The tasks —
- a) Repeat word for word everything from "Real-time information, derived" down to "platform changes, etc.)." in the passage on passenger information systems.
- b) In the passage on passenger information systems, what is real-time information derived from?

Reading text —

A passenger information system, or passenger information display system, is an automated system for supplying users of public transport with information about the nature and the state of a public transport service through visual, voice or other media. It is also known as a customer information system or an operational information system. Among the information provided by such systems, a distinction can be drawn between:

 Static or schedule information, which changes only occasionally and is typically used for journey planning prior to departure.
 Real-time information, derived from automatic vehicle location systems and changes continuously as a result of real-world events, which is typically used during the course of a journey (primarily how close the service is running to time and when it is due at a stop, as well as incidents that affect service operations, platform changes, etc.).

Static information has traditionally been made available in printed form though route network maps and timetable booklets at transit stations. However, most transit operators now also use integrated passenger information systems that provide either schedule-based information through a journey planner application or schedule-based information in combination with real-time information.

Real-time information is an advance on schedule-only information, which recognises the fact that public transport services do not always operate exactly according to the published timetable. By providing real—time information to travellers, they are better able to conduct their journey confidently, including taking any necessary steps in the event of delays. That helps to encourage greater use of public transport, which for many countries is a political goal.

Real-time information is provided to passengers in a number of different ways, including mobile phone applications, platform-level signage, and automated public address systems. It may include both predictions about arrival and departure times, as well as information on the nature and the cause of disruptions.

Issues with passenger information provision
There are four principal considerations for the provision of passenger information (static or real time):

 Data availability. Information can be provided only if it is available, and collecting information can be resource-intensive. Also, there may be difficulties with co-ordinating data sharing between multiple organisations.
 Data accuracy. Collecting information is error-prone. Also, prediction algorithms are not perfect and so real-time announcements may be in error.

Stored records:

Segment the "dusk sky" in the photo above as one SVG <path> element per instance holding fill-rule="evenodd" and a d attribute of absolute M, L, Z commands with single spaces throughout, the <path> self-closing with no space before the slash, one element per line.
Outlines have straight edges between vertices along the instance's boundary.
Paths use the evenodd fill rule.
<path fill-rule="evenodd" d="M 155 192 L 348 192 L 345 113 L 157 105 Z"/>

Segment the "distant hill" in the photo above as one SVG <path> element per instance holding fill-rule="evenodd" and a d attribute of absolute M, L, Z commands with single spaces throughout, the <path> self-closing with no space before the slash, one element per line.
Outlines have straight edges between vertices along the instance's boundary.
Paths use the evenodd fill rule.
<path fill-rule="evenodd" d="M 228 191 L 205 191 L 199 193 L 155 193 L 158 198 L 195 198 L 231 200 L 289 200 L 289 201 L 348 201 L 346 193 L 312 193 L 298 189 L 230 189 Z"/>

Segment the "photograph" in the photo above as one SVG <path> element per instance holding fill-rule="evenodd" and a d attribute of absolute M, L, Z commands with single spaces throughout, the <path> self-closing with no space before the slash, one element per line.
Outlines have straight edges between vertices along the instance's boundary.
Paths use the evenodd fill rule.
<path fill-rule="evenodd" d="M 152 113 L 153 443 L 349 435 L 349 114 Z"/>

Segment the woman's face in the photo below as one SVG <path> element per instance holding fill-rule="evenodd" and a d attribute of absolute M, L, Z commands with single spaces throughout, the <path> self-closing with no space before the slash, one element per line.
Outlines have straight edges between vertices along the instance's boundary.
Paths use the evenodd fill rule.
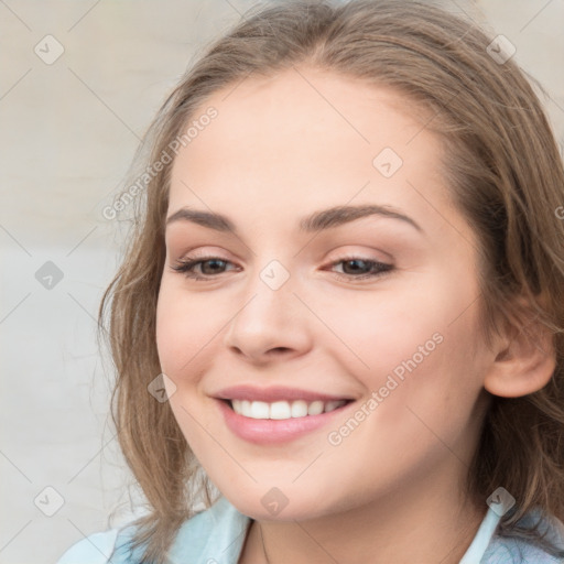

In response —
- a)
Real-time information, derived from automatic vehicle location systems and changes continuously as a result of real-world events, which is typically used during the course of a journey (primarily how close the service is running to time and when it is due at a stop, as well as incidents that affect service operations, platform changes, etc.).

- b) Automatic vehicle location systems.